▶ [Working data]:
== == ==
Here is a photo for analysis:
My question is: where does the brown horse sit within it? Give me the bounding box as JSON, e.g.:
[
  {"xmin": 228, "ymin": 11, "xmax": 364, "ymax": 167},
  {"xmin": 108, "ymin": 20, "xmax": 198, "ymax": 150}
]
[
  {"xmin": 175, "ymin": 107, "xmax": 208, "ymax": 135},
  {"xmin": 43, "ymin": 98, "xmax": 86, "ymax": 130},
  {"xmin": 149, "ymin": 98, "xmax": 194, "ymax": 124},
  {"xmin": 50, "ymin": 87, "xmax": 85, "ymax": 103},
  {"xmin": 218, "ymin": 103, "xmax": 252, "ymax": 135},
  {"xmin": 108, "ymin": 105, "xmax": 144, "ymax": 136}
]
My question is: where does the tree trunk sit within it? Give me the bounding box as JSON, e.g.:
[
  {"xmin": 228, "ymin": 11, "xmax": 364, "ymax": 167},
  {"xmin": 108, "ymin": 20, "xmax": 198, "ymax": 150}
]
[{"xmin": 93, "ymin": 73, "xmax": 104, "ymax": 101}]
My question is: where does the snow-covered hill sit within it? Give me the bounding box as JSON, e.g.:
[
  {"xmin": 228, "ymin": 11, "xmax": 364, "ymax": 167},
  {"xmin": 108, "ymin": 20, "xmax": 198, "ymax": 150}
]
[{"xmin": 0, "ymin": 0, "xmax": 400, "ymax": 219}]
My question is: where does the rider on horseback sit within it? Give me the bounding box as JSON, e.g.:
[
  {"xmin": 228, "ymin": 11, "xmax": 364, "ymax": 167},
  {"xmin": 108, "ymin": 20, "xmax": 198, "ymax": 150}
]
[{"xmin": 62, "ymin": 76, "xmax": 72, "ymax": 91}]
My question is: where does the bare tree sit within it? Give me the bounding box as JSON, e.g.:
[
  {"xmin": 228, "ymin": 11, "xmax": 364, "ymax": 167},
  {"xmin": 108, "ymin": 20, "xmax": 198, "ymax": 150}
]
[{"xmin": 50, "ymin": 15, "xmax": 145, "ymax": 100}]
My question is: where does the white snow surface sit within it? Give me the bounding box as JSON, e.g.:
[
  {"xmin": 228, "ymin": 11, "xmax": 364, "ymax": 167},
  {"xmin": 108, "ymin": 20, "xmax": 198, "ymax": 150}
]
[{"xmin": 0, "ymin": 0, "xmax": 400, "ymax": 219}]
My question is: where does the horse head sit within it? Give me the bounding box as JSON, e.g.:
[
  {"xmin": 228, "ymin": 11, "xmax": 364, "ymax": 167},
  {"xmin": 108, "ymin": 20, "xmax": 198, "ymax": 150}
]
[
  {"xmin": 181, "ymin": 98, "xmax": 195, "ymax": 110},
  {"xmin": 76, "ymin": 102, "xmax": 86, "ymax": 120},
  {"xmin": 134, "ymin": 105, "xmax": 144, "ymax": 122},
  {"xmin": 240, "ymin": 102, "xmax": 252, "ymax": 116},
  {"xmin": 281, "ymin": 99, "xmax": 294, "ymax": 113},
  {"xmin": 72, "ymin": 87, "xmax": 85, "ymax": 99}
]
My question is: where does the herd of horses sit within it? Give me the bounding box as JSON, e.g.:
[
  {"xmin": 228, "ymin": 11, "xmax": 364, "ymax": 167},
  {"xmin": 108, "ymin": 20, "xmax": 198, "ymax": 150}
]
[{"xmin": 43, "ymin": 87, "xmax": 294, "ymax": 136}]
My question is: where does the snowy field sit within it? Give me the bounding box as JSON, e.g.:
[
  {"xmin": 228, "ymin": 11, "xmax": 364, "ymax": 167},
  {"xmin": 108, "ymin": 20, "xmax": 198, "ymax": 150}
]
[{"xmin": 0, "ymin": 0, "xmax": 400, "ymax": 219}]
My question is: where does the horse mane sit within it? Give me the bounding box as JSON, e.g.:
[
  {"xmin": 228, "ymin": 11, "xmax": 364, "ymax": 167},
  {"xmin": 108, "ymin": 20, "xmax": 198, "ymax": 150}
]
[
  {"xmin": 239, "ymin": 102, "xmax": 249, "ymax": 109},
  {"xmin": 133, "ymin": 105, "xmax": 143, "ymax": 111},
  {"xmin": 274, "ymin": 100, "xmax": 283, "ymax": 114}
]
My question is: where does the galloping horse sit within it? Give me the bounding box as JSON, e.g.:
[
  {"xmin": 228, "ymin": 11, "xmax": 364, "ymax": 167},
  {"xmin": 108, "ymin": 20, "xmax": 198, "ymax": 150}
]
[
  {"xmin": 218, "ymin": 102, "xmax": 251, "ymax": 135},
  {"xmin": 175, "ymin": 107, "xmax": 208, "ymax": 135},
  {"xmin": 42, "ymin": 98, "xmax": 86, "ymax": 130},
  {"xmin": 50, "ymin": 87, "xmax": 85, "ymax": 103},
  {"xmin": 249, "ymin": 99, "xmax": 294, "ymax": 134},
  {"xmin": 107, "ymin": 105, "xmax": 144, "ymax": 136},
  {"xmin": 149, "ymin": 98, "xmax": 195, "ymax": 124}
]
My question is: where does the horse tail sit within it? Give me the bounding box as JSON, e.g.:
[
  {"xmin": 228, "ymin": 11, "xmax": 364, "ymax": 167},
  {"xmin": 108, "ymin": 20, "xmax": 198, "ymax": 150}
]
== == ==
▶ [Task directions]: Copy all of the rows above verbatim, character for character.

▶ [The reply]:
Here is a photo for analysis:
My question is: where does the brown horse sit within it? Give me the bounding box as JSON, e.g.:
[
  {"xmin": 228, "ymin": 11, "xmax": 364, "ymax": 167},
  {"xmin": 108, "ymin": 20, "xmax": 198, "ymax": 150}
]
[
  {"xmin": 175, "ymin": 107, "xmax": 208, "ymax": 135},
  {"xmin": 43, "ymin": 98, "xmax": 86, "ymax": 130},
  {"xmin": 149, "ymin": 98, "xmax": 194, "ymax": 124},
  {"xmin": 50, "ymin": 87, "xmax": 85, "ymax": 103},
  {"xmin": 218, "ymin": 103, "xmax": 252, "ymax": 135},
  {"xmin": 108, "ymin": 105, "xmax": 144, "ymax": 136}
]
My question is: where does the tree trunk sit within it? Give me the bounding box as JSON, e.g.:
[
  {"xmin": 228, "ymin": 11, "xmax": 364, "ymax": 167},
  {"xmin": 108, "ymin": 20, "xmax": 198, "ymax": 150}
]
[{"xmin": 93, "ymin": 73, "xmax": 104, "ymax": 101}]
My question is: where does the snow-covered hill sit within it? Give me the bounding box as JSON, e.g.:
[
  {"xmin": 228, "ymin": 11, "xmax": 364, "ymax": 167},
  {"xmin": 108, "ymin": 20, "xmax": 198, "ymax": 150}
]
[{"xmin": 0, "ymin": 0, "xmax": 400, "ymax": 219}]
My question is: where does the rider on horseback sit within it? Give me the bounding box as JSON, e.g.:
[
  {"xmin": 228, "ymin": 11, "xmax": 364, "ymax": 167},
  {"xmin": 108, "ymin": 20, "xmax": 198, "ymax": 150}
]
[{"xmin": 62, "ymin": 76, "xmax": 72, "ymax": 91}]
My question is: where does the bare tree sit within it? Give me the bounding box as JSON, e.g.:
[
  {"xmin": 228, "ymin": 11, "xmax": 364, "ymax": 167},
  {"xmin": 108, "ymin": 20, "xmax": 198, "ymax": 150}
]
[{"xmin": 50, "ymin": 15, "xmax": 145, "ymax": 100}]
My question is: where does the white snow surface sit within it? Give me the bounding box as JSON, e.g.:
[
  {"xmin": 228, "ymin": 11, "xmax": 364, "ymax": 167},
  {"xmin": 108, "ymin": 20, "xmax": 198, "ymax": 150}
]
[{"xmin": 0, "ymin": 0, "xmax": 400, "ymax": 219}]
My question is: where does the horse head sit within it? Give me the bounding box as JSON, e.g.:
[
  {"xmin": 228, "ymin": 11, "xmax": 364, "ymax": 167},
  {"xmin": 108, "ymin": 20, "xmax": 198, "ymax": 150}
]
[
  {"xmin": 181, "ymin": 98, "xmax": 195, "ymax": 110},
  {"xmin": 76, "ymin": 102, "xmax": 86, "ymax": 120},
  {"xmin": 134, "ymin": 105, "xmax": 144, "ymax": 122},
  {"xmin": 240, "ymin": 102, "xmax": 252, "ymax": 116},
  {"xmin": 281, "ymin": 99, "xmax": 294, "ymax": 113},
  {"xmin": 72, "ymin": 87, "xmax": 85, "ymax": 99}
]
My question is: where does the herd of horses sit within it? Give me the bounding box as JSON, e.g.:
[
  {"xmin": 228, "ymin": 11, "xmax": 364, "ymax": 167},
  {"xmin": 108, "ymin": 20, "xmax": 198, "ymax": 150}
]
[{"xmin": 43, "ymin": 87, "xmax": 294, "ymax": 136}]
My question is: where does the snowy field sit within it? Give me the bounding box as JSON, e.g.:
[
  {"xmin": 228, "ymin": 11, "xmax": 364, "ymax": 167},
  {"xmin": 108, "ymin": 20, "xmax": 198, "ymax": 150}
]
[{"xmin": 0, "ymin": 0, "xmax": 400, "ymax": 219}]
My question is: where does the horse mane sit within it? Give me the bounding box as JSON, e.g.:
[
  {"xmin": 228, "ymin": 11, "xmax": 364, "ymax": 167},
  {"xmin": 108, "ymin": 20, "xmax": 198, "ymax": 150}
]
[
  {"xmin": 239, "ymin": 102, "xmax": 249, "ymax": 109},
  {"xmin": 133, "ymin": 105, "xmax": 143, "ymax": 111},
  {"xmin": 274, "ymin": 100, "xmax": 283, "ymax": 114}
]
My question is: where does the galloping horse sit within it? Give me the bounding box as JSON, e.g.:
[
  {"xmin": 228, "ymin": 11, "xmax": 364, "ymax": 167},
  {"xmin": 108, "ymin": 20, "xmax": 198, "ymax": 150}
]
[
  {"xmin": 218, "ymin": 102, "xmax": 251, "ymax": 135},
  {"xmin": 175, "ymin": 107, "xmax": 208, "ymax": 135},
  {"xmin": 42, "ymin": 98, "xmax": 86, "ymax": 130},
  {"xmin": 50, "ymin": 87, "xmax": 85, "ymax": 103},
  {"xmin": 249, "ymin": 99, "xmax": 294, "ymax": 134},
  {"xmin": 107, "ymin": 105, "xmax": 144, "ymax": 136},
  {"xmin": 149, "ymin": 98, "xmax": 195, "ymax": 124}
]
My question is: where does the horse tail sit within it? Give me the bounding box as JSON, e.g.:
[
  {"xmin": 228, "ymin": 11, "xmax": 364, "ymax": 167},
  {"xmin": 108, "ymin": 20, "xmax": 198, "ymax": 150}
]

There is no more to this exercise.